• [AVAILABLE DATA]
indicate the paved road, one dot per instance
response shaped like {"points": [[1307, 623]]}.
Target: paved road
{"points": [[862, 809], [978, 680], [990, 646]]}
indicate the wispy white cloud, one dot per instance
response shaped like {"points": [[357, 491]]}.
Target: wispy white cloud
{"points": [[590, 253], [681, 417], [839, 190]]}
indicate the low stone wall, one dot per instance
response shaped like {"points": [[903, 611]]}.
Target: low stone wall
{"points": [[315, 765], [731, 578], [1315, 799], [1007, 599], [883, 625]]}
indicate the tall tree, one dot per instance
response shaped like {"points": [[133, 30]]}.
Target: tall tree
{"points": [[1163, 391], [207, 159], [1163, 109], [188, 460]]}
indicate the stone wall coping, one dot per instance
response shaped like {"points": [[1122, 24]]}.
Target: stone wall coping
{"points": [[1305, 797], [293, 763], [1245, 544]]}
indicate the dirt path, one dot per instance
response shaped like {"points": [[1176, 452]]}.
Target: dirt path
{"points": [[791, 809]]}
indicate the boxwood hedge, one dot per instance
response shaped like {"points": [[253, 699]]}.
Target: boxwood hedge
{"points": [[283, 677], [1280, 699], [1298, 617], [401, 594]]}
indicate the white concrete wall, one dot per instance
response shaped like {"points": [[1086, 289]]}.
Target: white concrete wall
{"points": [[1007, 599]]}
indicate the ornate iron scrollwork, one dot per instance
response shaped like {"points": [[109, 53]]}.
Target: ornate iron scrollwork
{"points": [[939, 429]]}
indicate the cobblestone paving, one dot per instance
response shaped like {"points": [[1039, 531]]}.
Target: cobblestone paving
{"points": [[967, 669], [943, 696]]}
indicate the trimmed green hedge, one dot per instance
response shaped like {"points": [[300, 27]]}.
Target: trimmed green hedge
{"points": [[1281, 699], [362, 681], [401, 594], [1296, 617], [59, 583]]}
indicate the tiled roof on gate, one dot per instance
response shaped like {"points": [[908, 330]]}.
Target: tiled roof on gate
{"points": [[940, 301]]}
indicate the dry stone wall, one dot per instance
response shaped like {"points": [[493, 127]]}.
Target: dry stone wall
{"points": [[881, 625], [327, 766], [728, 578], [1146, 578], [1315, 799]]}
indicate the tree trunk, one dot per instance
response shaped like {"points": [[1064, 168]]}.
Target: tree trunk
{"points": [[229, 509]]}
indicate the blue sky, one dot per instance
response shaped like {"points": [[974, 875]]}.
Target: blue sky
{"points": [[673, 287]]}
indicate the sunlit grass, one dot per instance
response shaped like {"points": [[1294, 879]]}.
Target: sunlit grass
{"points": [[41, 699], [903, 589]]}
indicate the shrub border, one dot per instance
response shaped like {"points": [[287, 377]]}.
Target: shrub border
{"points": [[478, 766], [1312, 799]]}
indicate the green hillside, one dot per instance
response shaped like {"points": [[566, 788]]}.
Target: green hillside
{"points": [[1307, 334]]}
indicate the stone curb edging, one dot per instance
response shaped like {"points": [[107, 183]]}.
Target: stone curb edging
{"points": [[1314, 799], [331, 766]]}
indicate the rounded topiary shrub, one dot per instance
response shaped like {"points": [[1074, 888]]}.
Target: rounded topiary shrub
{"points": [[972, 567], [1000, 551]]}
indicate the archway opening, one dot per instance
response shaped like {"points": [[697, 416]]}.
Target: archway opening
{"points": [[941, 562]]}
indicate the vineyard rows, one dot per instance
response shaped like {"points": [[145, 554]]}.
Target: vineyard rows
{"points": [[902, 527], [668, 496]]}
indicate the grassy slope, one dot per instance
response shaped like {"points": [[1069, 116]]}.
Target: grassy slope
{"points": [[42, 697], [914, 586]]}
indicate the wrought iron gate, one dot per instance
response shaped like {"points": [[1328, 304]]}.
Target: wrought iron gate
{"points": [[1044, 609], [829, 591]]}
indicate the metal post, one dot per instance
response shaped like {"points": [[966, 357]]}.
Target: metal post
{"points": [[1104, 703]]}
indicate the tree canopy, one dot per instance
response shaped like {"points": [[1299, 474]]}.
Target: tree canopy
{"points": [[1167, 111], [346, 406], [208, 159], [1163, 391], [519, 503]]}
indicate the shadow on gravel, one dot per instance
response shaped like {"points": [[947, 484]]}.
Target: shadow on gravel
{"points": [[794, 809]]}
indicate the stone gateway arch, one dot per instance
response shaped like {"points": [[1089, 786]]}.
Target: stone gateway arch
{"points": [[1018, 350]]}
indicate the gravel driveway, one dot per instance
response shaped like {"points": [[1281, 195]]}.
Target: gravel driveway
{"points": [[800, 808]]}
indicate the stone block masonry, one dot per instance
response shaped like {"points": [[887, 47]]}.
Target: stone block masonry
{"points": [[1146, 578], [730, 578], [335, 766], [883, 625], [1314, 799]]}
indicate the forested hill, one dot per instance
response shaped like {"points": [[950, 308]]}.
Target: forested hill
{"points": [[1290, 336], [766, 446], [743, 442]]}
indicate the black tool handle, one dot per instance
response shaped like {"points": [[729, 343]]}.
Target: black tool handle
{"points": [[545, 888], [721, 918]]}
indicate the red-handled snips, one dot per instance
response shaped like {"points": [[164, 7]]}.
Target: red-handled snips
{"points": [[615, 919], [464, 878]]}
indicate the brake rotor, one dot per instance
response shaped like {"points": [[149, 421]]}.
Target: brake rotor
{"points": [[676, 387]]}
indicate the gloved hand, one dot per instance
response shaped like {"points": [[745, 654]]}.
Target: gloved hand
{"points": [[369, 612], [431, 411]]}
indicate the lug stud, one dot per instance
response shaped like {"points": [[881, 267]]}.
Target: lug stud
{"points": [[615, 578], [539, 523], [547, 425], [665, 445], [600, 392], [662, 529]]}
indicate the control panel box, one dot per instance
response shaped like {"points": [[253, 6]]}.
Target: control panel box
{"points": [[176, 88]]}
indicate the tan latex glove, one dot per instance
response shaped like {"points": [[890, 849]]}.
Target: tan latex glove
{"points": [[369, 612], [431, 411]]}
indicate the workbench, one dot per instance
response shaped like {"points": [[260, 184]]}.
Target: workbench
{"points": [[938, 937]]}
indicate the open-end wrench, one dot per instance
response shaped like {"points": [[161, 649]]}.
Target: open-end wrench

• [PROBLEM DESCRIPTION] Gather each line from the listing above that holds "wrench".

• [COMPLETED EXERCISE]
indicate the open-end wrench, one dot per instance
Target: open-end wrench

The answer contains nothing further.